[EXTRACTED ENTRIES — start]

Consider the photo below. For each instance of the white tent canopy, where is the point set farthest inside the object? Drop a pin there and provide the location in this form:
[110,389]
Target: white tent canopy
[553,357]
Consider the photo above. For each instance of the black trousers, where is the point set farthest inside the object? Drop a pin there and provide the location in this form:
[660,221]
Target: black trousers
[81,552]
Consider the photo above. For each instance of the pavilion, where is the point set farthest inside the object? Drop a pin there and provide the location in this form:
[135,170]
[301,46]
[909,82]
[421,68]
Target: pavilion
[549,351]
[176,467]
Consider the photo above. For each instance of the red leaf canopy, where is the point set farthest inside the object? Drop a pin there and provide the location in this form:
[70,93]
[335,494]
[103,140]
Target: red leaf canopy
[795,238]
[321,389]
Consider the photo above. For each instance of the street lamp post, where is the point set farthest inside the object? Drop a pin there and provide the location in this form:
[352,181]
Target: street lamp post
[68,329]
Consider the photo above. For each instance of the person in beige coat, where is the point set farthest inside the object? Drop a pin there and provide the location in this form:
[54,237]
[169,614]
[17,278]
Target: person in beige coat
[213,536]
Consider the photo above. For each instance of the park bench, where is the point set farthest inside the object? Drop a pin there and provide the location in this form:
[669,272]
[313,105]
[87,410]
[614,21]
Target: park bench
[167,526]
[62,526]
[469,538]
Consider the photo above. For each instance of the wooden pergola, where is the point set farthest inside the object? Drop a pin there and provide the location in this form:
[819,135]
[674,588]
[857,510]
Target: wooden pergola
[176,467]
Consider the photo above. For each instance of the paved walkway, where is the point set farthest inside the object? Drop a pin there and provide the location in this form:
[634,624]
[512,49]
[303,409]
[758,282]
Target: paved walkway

[EXTRACTED ENTRIES — finish]

### YOUR TASK
What are the lines above that hold the string "paved"? Copy them.

### THE COMPLETED TASK
Consider the photo above. For each instance of the paved walkway, where is the point set farthest inside the object? Drop a pin there and provide the location in this form:
Target: paved walkway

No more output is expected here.